On a typical day around here, there is a cloud cover that makes the sky look white. When writing to friends in, say, Australia, I have often found myself reporting that the weather today is the usual high white overcast.
They write back that it is sunny and hot there, and they’d write more but they’re off to the beach for a swim. Oh, and they don’t get bronchitis every year any more, like they did when they lived here.
I grew up in California, close to the ocean, close to Santa Cruz, in fact. The weather there was idyllic. Temperatures hovered between 50 and 70 degrees Fahrenheit all year around, with occasional heat spikes in the summer and frosts and ice in the winter. Day after day it was another beautiful day. Ho hum.
It was surfing country. I used to enjoy watching surfers at Steamer Lane, among other beaches along that stretch of Monterey Bay.

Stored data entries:
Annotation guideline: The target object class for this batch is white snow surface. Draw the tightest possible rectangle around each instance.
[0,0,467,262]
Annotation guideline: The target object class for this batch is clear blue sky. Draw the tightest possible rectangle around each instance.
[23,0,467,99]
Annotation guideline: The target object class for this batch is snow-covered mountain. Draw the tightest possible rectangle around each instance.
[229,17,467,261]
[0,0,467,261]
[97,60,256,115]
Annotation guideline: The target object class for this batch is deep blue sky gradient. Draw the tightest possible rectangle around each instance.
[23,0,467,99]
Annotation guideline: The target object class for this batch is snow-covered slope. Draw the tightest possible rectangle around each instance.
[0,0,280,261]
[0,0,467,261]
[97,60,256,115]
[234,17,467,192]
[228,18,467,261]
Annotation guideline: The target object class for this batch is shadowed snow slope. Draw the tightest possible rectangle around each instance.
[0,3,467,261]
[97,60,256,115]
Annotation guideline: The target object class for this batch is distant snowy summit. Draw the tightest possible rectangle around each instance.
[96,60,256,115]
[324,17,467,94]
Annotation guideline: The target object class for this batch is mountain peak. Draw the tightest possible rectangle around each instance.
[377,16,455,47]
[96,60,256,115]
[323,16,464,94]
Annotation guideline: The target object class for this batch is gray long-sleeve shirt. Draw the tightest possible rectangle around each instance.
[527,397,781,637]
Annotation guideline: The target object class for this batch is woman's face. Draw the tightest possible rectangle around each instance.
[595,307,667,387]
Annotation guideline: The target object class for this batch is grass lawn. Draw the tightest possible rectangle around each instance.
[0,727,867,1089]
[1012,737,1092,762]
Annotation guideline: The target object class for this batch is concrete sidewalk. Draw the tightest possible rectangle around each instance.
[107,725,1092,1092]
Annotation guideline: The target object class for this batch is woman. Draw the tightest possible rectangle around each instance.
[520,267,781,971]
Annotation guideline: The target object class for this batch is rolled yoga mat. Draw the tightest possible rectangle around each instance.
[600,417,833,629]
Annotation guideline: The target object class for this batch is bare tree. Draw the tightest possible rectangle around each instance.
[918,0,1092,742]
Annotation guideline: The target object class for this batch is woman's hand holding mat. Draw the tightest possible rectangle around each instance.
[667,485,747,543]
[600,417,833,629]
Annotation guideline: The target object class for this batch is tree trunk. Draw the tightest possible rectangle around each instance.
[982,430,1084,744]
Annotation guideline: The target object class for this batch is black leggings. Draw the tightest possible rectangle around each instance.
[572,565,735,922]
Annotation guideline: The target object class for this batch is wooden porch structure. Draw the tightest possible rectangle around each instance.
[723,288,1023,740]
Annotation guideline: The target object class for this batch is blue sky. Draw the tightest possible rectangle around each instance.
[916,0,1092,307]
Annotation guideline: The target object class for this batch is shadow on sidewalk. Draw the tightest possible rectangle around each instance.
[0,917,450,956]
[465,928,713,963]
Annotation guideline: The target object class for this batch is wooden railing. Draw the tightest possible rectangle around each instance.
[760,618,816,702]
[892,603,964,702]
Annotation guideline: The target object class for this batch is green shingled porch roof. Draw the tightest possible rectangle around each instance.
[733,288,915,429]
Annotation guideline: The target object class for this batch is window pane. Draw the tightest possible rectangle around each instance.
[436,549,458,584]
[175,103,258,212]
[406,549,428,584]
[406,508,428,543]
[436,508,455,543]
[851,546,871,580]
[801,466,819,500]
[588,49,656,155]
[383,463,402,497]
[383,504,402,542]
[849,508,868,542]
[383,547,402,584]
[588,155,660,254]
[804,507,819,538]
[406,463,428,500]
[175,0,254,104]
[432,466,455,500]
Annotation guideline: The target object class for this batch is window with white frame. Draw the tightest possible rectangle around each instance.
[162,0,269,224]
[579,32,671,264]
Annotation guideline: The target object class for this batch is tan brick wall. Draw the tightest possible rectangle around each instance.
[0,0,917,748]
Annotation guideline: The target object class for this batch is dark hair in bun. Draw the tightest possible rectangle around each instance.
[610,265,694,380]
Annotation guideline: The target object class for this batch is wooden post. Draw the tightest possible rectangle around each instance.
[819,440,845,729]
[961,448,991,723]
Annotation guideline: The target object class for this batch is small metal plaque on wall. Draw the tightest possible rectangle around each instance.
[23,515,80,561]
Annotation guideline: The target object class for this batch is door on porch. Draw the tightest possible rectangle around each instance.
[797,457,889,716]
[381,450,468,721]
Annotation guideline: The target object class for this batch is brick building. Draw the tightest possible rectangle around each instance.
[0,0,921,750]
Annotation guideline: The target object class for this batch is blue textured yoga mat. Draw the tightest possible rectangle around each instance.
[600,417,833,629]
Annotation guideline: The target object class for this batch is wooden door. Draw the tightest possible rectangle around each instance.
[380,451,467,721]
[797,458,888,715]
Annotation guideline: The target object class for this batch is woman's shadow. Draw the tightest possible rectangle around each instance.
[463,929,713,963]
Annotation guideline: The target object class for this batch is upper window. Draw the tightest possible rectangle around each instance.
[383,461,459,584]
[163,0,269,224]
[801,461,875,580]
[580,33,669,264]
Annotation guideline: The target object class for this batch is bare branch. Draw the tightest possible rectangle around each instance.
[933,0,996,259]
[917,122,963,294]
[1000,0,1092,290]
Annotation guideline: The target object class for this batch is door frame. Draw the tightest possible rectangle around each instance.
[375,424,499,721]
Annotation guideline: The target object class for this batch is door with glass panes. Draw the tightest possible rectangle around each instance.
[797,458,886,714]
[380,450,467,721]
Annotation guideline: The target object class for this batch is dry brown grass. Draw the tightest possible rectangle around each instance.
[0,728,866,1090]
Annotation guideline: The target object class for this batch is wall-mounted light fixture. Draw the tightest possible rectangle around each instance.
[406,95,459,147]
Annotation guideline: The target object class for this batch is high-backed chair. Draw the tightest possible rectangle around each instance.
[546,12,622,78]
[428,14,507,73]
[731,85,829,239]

--

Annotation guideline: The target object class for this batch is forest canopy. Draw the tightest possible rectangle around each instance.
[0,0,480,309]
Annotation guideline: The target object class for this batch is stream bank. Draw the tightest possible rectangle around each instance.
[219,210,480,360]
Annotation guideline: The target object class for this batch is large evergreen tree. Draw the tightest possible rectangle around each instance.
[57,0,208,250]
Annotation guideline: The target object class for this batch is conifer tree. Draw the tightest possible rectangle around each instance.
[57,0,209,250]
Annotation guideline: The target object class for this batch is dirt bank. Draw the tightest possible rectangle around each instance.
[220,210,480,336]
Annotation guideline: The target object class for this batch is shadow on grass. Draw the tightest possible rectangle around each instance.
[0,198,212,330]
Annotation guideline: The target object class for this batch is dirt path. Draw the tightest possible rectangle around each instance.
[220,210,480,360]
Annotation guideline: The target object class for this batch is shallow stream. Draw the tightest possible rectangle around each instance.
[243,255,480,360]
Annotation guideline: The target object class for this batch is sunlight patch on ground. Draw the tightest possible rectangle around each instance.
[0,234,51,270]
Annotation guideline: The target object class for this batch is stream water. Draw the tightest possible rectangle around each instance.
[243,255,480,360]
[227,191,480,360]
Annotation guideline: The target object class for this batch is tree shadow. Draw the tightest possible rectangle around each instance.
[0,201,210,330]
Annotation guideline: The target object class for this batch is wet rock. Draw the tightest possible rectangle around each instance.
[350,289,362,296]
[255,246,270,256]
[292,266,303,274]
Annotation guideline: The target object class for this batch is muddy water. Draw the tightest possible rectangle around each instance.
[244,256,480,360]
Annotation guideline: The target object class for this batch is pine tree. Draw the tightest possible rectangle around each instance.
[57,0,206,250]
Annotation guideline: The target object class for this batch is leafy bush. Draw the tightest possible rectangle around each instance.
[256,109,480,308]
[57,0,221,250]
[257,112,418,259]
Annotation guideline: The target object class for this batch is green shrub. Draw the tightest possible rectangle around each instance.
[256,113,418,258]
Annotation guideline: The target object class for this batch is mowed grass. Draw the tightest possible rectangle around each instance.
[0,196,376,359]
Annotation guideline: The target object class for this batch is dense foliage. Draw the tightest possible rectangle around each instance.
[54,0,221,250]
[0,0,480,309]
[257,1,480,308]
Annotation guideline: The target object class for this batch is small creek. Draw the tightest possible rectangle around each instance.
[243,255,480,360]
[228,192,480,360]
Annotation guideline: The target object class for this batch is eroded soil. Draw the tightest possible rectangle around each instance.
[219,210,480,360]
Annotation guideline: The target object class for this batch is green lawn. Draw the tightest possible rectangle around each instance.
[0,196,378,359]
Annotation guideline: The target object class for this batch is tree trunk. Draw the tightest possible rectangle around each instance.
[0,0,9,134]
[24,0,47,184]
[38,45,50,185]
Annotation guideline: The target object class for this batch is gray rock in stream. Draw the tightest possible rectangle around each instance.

Exercise objective: Quote the weather passage, beginning at the words "On a typical" and stopping after "of Monterey Bay.". The records have nothing to do with this.

Solved exercise:
On a typical day around here, there is a cloud cover that makes the sky look white. When writing to friends in, say, Australia, I have often found myself reporting that the weather today is the usual high white overcast.
They write back that it is sunny and hot there, and they’d write more but they’re off to the beach for a swim. Oh, and they don’t get bronchitis every year any more, like they did when they lived here.
I grew up in California, close to the ocean, close to Santa Cruz, in fact. The weather there was idyllic. Temperatures hovered between 50 and 70 degrees Fahrenheit all year around, with occasional heat spikes in the summer and frosts and ice in the winter. Day after day it was another beautiful day. Ho hum.
It was surfing country. I used to enjoy watching surfers at Steamer Lane, among other beaches along that stretch of Monterey Bay.